**** RECORDS SUPPLIED
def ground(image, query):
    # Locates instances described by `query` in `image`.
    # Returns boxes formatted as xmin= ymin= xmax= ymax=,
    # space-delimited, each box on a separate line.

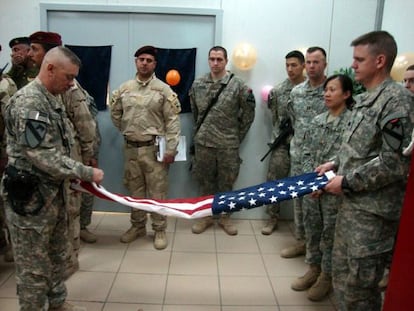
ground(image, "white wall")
xmin=0 ymin=0 xmax=414 ymax=218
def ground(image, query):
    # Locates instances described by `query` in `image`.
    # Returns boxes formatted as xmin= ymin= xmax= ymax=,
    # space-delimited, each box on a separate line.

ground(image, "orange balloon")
xmin=165 ymin=69 xmax=181 ymax=86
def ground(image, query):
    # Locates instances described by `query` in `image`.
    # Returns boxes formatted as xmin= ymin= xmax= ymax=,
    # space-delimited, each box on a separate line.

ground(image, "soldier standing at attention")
xmin=190 ymin=46 xmax=255 ymax=235
xmin=1 ymin=47 xmax=104 ymax=311
xmin=0 ymin=45 xmax=17 ymax=262
xmin=7 ymin=37 xmax=39 ymax=89
xmin=317 ymin=31 xmax=414 ymax=311
xmin=111 ymin=46 xmax=181 ymax=250
xmin=29 ymin=31 xmax=96 ymax=278
xmin=262 ymin=50 xmax=305 ymax=235
xmin=281 ymin=46 xmax=327 ymax=264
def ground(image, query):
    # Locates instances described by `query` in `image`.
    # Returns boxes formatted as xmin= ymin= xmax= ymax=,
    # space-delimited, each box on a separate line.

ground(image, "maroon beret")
********
THE PROBLEM:
Reproduce all of the entries above verbatim, leaving out the pictures.

SOLUTION FOR THIS TASK:
def ground(image, query):
    # Locates instances described by `query` in `image`.
    # Returns boxes formatted as xmin= ymin= xmax= ymax=,
    # space-delimited, each box on a separate line.

ground(image, "white wall")
xmin=0 ymin=0 xmax=414 ymax=218
def ground(image, query):
    # Locates instances described by `query` in `image`.
    # Returns boxes formatted as xmin= ymin= xmax= ymax=,
    # space-delimited, each box on a separate line.

ground(image, "orange balloon")
xmin=165 ymin=69 xmax=181 ymax=86
def ground(image, query):
    # Locates instances described by `query` in `image`.
    # Returns boxes formatted as xmin= ymin= xmax= ymax=,
    # space-delimited, each box on a separate line.

ground(image, "soldier standing at attention")
xmin=190 ymin=46 xmax=255 ymax=235
xmin=1 ymin=47 xmax=104 ymax=311
xmin=0 ymin=45 xmax=17 ymax=262
xmin=7 ymin=37 xmax=39 ymax=89
xmin=317 ymin=31 xmax=414 ymax=311
xmin=111 ymin=46 xmax=181 ymax=250
xmin=29 ymin=31 xmax=96 ymax=278
xmin=262 ymin=50 xmax=305 ymax=235
xmin=281 ymin=46 xmax=327 ymax=264
def ground(image, query):
    # Locates instances described by `query` in `image`.
    # Returns boxes formatted as xmin= ymin= xmax= ymax=,
    # space-delimited, each box on a separate line.

ground(image, "maroon beret")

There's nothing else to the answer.